WHAT YOU NEED TO DO. What is needed is an exact transcription of every record below.

(Referring expression grounding data)
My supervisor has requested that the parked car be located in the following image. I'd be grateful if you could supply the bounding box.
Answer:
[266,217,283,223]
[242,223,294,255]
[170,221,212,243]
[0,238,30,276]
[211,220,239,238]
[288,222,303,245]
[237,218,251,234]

YOUR RESPONSE.
My supervisor has requested that the parked car be located in the following image. I'd be grateful if you could supply the bounding box.
Answer:
[266,217,283,223]
[242,223,294,255]
[170,221,212,243]
[0,238,30,276]
[211,220,239,238]
[288,222,303,245]
[237,218,251,234]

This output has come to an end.